Q Planes was released in the U.S. as Clouds Over Europe, on 30 June 1939. Despite its subject, Q Planes is mainly a comedy, "a sort of Thin Man in an espionage setting", wrote Picturegoer. The film received positive reviews, with much of its success due to Ralph Richardson, who cleverly held together the comedy and dramatic elements as Major Hammond. Kinematograph Weekly described Q Planes as "rousing espionage, romantic melodrama, staged in the best happy-go-lucky but pukka British tradition". C. A. Lejeune called the film "a bright, vigorous little picture, and Mr. Richardson's Major is the brightest thing in it. You should see it. You'll like it. It has savour". Leslie Halliwell called it a "lively, lovely thriller distinguished by a droll leading performance.

Dilys Powell wrote of Olivier that she recalled "being surprised that the actor made so slight an impression" and described him as "dashing but undistinguished". For Olivier scholars and fans, Q Planes shows the dramatic difference his subsequent American work with Wyler and Hitchcock made on his film acting. Here, Olivier is at the height of the glib, self-conscious acting style of the 15 pictures he had made before his work with Wyler. Olivier wrote that it was only then that he learned to stop condescending to pictures as a mere paycheck between Shakespeare productions and instead master acting for the camera as its own form.

The New York Times film critic Frank S. Nugent was initially put off by the film's new opening which, unlike the British release, reflected an ever-darkening scenario of war with Nazi Germany. Hoping to impress this on their reluctant American cousins, the executive producer Korda was Churchill's designated producer, in the filmic aspect of de-neutralising America. The film began with "shots of Commons, Parliament, the War Office, the India Office, No. 10 Downing Street and other imposing edifices", as described by Nugent. "As an added touch of dignity and authority, a commentator's voice noted each building as it passed, spoke gravely of the burden of empire, of trade and population statistics, and of the might and wisdom of Britain's leaders …" Nugent expressed relief when this made-for-America preamble turns into the British comedy it originally was and praised it as "one of the wittiest and pleasantest comedies that have come a capering to the American screen this season".

· · ·

[WORK REQUEST A] Condense the paragraph in the passage on Q Planes that begins "Dilys Powell wrote of Olivier" into a shorter version that keeps its main facts.
[WORK REQUEST B] According to the passage on Q Planes, what title did the film carry when it was released in the U.S.?
[WORK REQUEST C] Write a continuation of the passage on Q Planes that picks up after its final sentence.

[EXTRACTED RECORDS]
· · ·

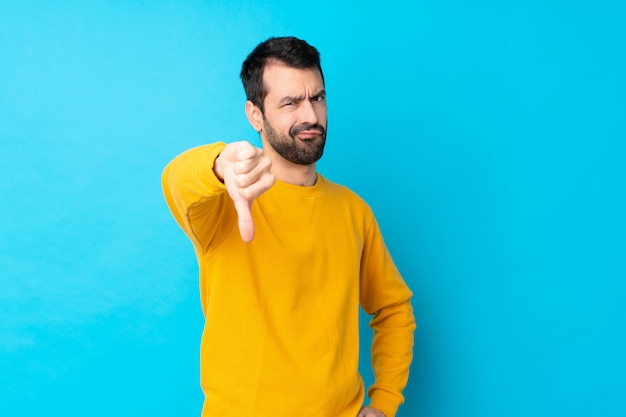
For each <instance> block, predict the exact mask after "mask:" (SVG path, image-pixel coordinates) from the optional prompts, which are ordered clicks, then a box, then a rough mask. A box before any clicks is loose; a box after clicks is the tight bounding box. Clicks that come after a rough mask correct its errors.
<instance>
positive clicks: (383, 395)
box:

· · ·

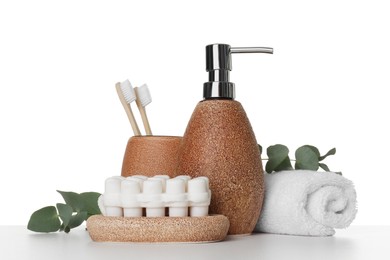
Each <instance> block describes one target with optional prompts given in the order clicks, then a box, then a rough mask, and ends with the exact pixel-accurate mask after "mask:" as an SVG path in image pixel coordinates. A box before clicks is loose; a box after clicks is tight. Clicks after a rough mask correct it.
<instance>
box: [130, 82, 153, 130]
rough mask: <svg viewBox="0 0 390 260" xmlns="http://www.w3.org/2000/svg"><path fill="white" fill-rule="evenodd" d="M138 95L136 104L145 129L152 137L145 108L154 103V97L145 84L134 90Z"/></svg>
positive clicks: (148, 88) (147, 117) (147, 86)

· · ·

[ANSWER A] Dilys Powell recalled being surprised at how slight an impression Olivier made and called him "dashing but undistinguished." For Olivier scholars and fans, the film shows how much his later American work with Wyler and Hitchcock changed his screen acting. Here he is at the height of the glib, self-conscious style of his 15 earlier pictures. Olivier wrote that only after working with Wyler did he stop treating films as a mere paycheck between Shakespeare productions and learn to master acting for the camera as its own form.

[ANSWER B] Clouds Over Europe.

[ANSWER C]
Variety regarded the newsreel-style introduction as one of the film's "unusual, deft slants" and praised the film as an "excellent summer diversion.… Columbia has an easy winner in Clouds Over Europe which, despite the solemnity of its title, is strictly for comedy, albeit with a hint or two of anti-German propaganda tucked away". While noting the matinee value of Olivier, Variety reported that "the acting honors go — and at a gallop — to Ralph Richardson, playing a Scotland Yard eccentric". Variety reviewers also considered it had a "refreshing tongue-in-cheek attitude… Whole thing is bright, breezy and flavorsome". Less impressed was film critic John Mosher of The New Yorker, who found in the film "a bigger allotment of very British small talk and that special brand of British whimsy which makes us here think at times that at least one of the clouds over England is this particular kind of humour".

==Influence==
Richardson's dapper, insouciant secret agent was named, years later, as the model for the bowler-hatted upper-class British spy John Steed in the 1960s television series The Avengers, according to producer Brian Clemens.

==Home media==
Q Planes was released on video by Carlton Home Entertainment in 1991 and on DVD in April 2007.